Work to be completed
Recast the material below as a numbered list, one line per item, leaving out any blank lines.
------------------------------------------------
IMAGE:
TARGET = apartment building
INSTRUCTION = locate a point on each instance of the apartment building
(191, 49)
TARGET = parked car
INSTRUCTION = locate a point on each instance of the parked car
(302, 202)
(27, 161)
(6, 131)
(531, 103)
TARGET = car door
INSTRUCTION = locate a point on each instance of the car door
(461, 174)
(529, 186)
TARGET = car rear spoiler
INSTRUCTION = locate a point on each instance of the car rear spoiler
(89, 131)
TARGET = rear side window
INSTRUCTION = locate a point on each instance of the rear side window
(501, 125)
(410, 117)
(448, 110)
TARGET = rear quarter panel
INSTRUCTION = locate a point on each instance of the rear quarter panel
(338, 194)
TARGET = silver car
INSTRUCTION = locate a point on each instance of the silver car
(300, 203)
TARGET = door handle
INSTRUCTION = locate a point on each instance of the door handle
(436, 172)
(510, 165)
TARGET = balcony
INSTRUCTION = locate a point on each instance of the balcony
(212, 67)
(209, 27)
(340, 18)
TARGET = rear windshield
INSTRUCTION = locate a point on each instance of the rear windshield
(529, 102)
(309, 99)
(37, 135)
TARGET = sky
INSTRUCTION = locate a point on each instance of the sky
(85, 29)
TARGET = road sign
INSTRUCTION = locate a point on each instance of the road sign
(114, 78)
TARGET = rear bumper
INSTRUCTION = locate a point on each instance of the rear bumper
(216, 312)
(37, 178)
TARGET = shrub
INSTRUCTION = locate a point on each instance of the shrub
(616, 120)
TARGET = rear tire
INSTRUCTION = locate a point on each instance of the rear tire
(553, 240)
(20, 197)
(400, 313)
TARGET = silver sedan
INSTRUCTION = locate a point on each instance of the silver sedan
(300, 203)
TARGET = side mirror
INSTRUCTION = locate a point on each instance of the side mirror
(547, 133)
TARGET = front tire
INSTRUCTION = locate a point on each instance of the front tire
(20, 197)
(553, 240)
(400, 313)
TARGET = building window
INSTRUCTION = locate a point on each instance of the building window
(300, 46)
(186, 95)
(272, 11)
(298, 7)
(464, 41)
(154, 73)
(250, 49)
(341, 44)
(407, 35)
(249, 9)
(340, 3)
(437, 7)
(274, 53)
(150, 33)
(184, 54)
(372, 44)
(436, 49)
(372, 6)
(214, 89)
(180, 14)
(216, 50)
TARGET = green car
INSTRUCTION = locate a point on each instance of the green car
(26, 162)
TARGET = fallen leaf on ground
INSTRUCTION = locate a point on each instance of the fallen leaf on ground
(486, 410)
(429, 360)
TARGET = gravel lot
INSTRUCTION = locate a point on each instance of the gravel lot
------------------------------------------------
Answer to this task
1. IMAGE:
2. TARGET = apartment building
3. INSTRUCTION = locate a point on each instance of the apartment building
4. (191, 49)
5. TARGET = parked car
6. INSTRUCTION = locate a point on each instance of the parked car
7. (302, 202)
8. (27, 161)
9. (6, 131)
10. (531, 103)
11. TARGET = car door
12. INSTRUCTION = locate a point on each instance of the car door
13. (461, 174)
14. (529, 186)
15. TARGET = car rear spoiler
16. INSTRUCTION = locate a point on each instance of the car rear spoiler
17. (89, 131)
18. TARGET = rear side window
19. INSTRUCTION = locate a point on each instance of the rear side window
20. (501, 125)
21. (410, 117)
22. (448, 110)
23. TARGET = rear quarter panel
24. INSTRUCTION = locate a point on each instance of the rear quarter panel
25. (338, 194)
26. TARGET = silver car
27. INSTRUCTION = locate a point on each instance of the silver car
28. (300, 203)
29. TARGET = door handle
30. INSTRUCTION = locate a point on each instance of the door handle
31. (436, 172)
32. (510, 165)
33. TARGET = balcony
34. INSTRUCTION = locate a point on each instance of the balcony
35. (212, 67)
36. (209, 27)
37. (340, 18)
38. TARGET = rear windshield
39. INSTRUCTION = locate a point on each instance of the rear windshield
40. (529, 102)
41. (309, 99)
42. (37, 135)
43. TARGET = sky
44. INSTRUCTION = locate a point on each instance of the sky
45. (85, 29)
46. TARGET = road sign
47. INSTRUCTION = locate a point on each instance of the road sign
48. (114, 78)
49. TARGET = rear bumper
50. INSTRUCTION = locate a point on each instance of the rear bumper
51. (216, 312)
52. (37, 178)
53. TARGET = shrub
54. INSTRUCTION = locate a point on each instance of the shrub
55. (616, 120)
56. TARGET = rear tire
57. INSTRUCTION = locate a point on each instance of the rear tire
58. (553, 240)
59. (20, 197)
60. (400, 313)
61. TARGET = silver sedan
62. INSTRUCTION = locate a point on each instance of the silver sedan
63. (300, 203)
64. TARGET = side mirror
65. INSTRUCTION = locate a point on each instance of the side mirror
66. (547, 133)
67. TARGET = front tire
68. INSTRUCTION = locate a point on each instance of the front tire
69. (20, 197)
70. (553, 240)
71. (400, 313)
72. TARGET = building window
73. INSTRUCTION = locate a point on each instance of the building window
74. (300, 46)
75. (186, 95)
76. (272, 11)
77. (298, 7)
78. (464, 41)
79. (154, 73)
80. (250, 49)
81. (341, 44)
82. (407, 35)
83. (249, 9)
84. (340, 3)
85. (437, 7)
86. (274, 53)
87. (150, 33)
88. (184, 54)
89. (372, 44)
90. (436, 49)
91. (372, 6)
92. (214, 89)
93. (180, 14)
94. (216, 50)
95. TARGET = green car
96. INSTRUCTION = locate a point on each instance of the green car
97. (26, 162)
98. TARGET = fallen leaf on ground
99. INSTRUCTION = locate a point on each instance of the fallen leaf on ground
100. (486, 410)
101. (429, 360)
102. TARGET = gravel lot
103. INSTRUCTION = locate a point on each instance of the gravel lot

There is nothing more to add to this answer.